EXERCISE:
Copy every entry below word for word, changing nothing.
# START OF DATA FOR THIS TASK
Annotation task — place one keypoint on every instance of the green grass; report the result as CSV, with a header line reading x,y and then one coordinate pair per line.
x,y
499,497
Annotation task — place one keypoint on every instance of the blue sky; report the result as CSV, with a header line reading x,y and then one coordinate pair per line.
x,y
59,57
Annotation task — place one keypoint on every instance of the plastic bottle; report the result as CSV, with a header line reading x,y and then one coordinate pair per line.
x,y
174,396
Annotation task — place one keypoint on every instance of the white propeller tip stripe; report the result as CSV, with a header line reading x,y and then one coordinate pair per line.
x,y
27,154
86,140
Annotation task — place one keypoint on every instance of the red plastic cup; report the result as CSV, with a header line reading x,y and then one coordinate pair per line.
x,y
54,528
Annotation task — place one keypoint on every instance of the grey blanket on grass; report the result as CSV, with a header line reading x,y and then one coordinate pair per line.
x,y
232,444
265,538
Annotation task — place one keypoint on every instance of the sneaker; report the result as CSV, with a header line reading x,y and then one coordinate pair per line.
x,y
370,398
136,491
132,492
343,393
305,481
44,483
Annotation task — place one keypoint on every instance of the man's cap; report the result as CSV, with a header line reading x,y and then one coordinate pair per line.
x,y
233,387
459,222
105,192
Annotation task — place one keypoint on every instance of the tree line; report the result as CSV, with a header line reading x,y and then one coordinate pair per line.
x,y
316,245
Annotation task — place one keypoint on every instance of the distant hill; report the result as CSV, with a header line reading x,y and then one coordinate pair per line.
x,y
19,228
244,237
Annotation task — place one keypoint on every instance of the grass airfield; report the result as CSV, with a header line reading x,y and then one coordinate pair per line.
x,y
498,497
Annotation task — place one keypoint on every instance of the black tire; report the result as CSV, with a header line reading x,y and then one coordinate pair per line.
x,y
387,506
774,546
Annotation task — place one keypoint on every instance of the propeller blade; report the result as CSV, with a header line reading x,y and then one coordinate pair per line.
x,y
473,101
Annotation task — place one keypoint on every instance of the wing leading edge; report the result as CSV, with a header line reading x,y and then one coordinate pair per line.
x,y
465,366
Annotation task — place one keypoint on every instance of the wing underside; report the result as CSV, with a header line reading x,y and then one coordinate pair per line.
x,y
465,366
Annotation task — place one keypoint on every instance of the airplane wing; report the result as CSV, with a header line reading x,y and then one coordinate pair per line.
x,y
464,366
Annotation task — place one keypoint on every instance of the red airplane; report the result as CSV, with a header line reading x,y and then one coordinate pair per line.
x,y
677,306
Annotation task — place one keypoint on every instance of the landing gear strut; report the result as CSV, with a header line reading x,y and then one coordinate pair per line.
# END OF DATA FOR THIS TASK
ANSWER TO THIS PROBLEM:
Annotation task — place one keypoint on every instance of the green grass; report the result as CSV, with a header line reading x,y and then one coordinate pair per line.
x,y
499,497
Annotation task — place one keypoint on every instance of the blue sky; report the result as CSV, with a header line reading x,y and then one coordinate pair per line.
x,y
59,57
Annotation task — place one keypoint on every instance of the plastic bottle; report the result as CSV, with a header line reading x,y and then one coordinate pair per line.
x,y
174,396
Annotation task — place one keypoint on every instance of the white propeller tip stripe; report the result as CSV, with a header line reading x,y and then one coordinate pair per line.
x,y
27,154
86,140
Annotation task — place one keypoint on every instance of the red plastic cup; report the result as CSV, with a header line reading x,y and then one coordinate pair per line.
x,y
54,528
Annotation task — place one keypoint on every instance of the grey blanket on grass; report the result as CSV, with a header line reading x,y and then one coordinate pair per line.
x,y
232,444
265,538
Annotation task — place one keypoint on every instance of the sneaker; report the result as CSV, with a header line reading x,y and then one coordinate pair per line.
x,y
370,398
136,491
132,492
343,393
305,481
44,483
Annotation task — place one keypoint on every instance of the man's cap; report the result as CSV, with a header line reading x,y and then one coordinate pair per line.
x,y
233,387
459,222
105,192
Annotation task — place one keypoint on every instance of the tree line; report the result as CSV, with a header line reading x,y and then one coordinate pair per line.
x,y
316,245
Annotation task — place one keypoint on every instance of the distant hill; report the result as CSV, with a header line reading x,y and then one coordinate pair per line.
x,y
19,228
244,237
Annotation task — place one keypoint on every instance of the grass airfield; report the result as CSV, with a header line reading x,y and then one coordinate pair per line.
x,y
498,497
Annotation task — place one keypoint on every instance of the black tire; report the result as CSV, with a header line reading x,y and then one coordinate pair per line.
x,y
387,506
774,546
Annotation task — place one keypoint on every instance of the propeller blade; report the result as CSV, with a header line reading x,y and then one coordinate pair per line.
x,y
473,101
Annotation task — place one keypoint on every instance of the wing leading edge; report the result as CSV, with a header line reading x,y and then one coordinate pair per line.
x,y
465,366
Annotation task — place one keypoint on every instance of the wing underside; report the result as CSV, with a header line reading x,y and then one coordinate pair per line.
x,y
465,366
Annotation task — place one keypoint on every instance of the airplane wing; report the result as CSV, with a header line reading x,y and then one coordinate pair per line.
x,y
464,366
Annotation task — place one keypoint on every instance of the red airplane; report the result as CSV, with a header line reading x,y and then one coordinate pair per line.
x,y
677,306
Annotation task — place one keypoint on every instance of the landing gear strut; report the result as CSV, with a header line reading x,y and then one coordinate pair per line.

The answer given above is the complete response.